#### ACCIÓN REQUERIDA 1
Según el fragmento sobre el hospital y la casa de acogida de Anidan, ¿por qué abundan los niños abandonados en las calles? Responde en una o dos oraciones.
#### ACCIÓN REQUERIDA 2
Reproduce del fragmento sobre el hospital y la casa de acogida de Anidan el pasaje que va desde "Es viernes, día" hasta "a la promiscuidad.", ambos incluidos.

___ FRAGMENTO DEL DOCUMENTO ___

Es viernes, día de rezo en las mezquitas, y hay poco movimiento en el hospital, aunque la actividad no cesa. Una madre y sus tres hijos esperan a la entrada con gesto abatido. Todavía encuentran ánimo para una sonrisa simpática a mi extranjeridad. Dos de las niñas, que padecen desnutrición, se quedarán ingresadas en el hospital hasta que alcancen un peso mínimo, quizá en un par de semanas. Después se les hará un seguimiento semanal y, más tarde, bisemanal.
La desnutrición es el paraguas bajo el que se desarrollan muchas enfermedades asociadas y el primer flanco que cubrir. Luego está el azote del sida, tan extendido en una sociedad poligámica y dada a la promiscuidad.
Cada mujer suele tener entre 6 y 8 hijos, normalmente con hombres distintos. Lo habitual es que los niños tengan muchos hermanos pero que raramente compartan los dos progenitores. Puesto que la mujer se ve obligada muchas veces a repudiar a los hijos que ha tenido con anteriores parejas, abundan los niños abandonados en las calles. Y los violados y los huérfanos. La casa de acogida de Anidan se ocupa de esos niños, unos 250 actualmente. Los cura, los alimenta, los viste, les da cobijo, los educa, los estimula a través del deporte, la música y los juegos, apoya a sus familias.

___ EXTRACTOS DE LÍNEAS ___

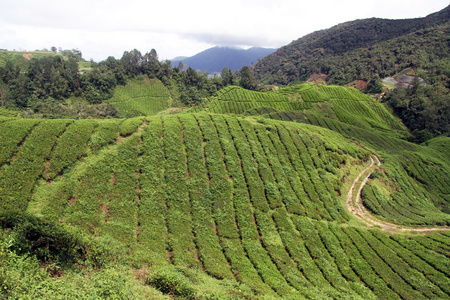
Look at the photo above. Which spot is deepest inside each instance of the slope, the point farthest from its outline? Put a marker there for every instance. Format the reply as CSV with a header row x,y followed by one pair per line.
x,y
313,52
259,202
141,96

___

#### RESPUESTA ESPERADA 1
Abundan porque la mujer se ve obligada muchas veces a repudiar a los hijos que ha tenido con anteriores parejas.

#### RESPUESTA ESPERADA 2
Es viernes, día de rezo en las mezquitas, y hay poco movimiento en el hospital, aunque la actividad no cesa. Una madre y sus tres hijos esperan a la entrada con gesto abatido. Todavía encuentran ánimo para una sonrisa simpática a mi extranjeridad. Dos de las niñas, que padecen desnutrición, se quedarán ingresadas en el hospital hasta que alcancen un peso mínimo, quizá en un par de semanas. Después se les hará un seguimiento semanal y, más tarde, bisemanal.
La desnutrición es el paraguas bajo el que se desarrollan muchas enfermedades asociadas y el primer flanco que cubrir. Luego está el azote del sida, tan extendido en una sociedad poligámica y dada a la promiscuidad.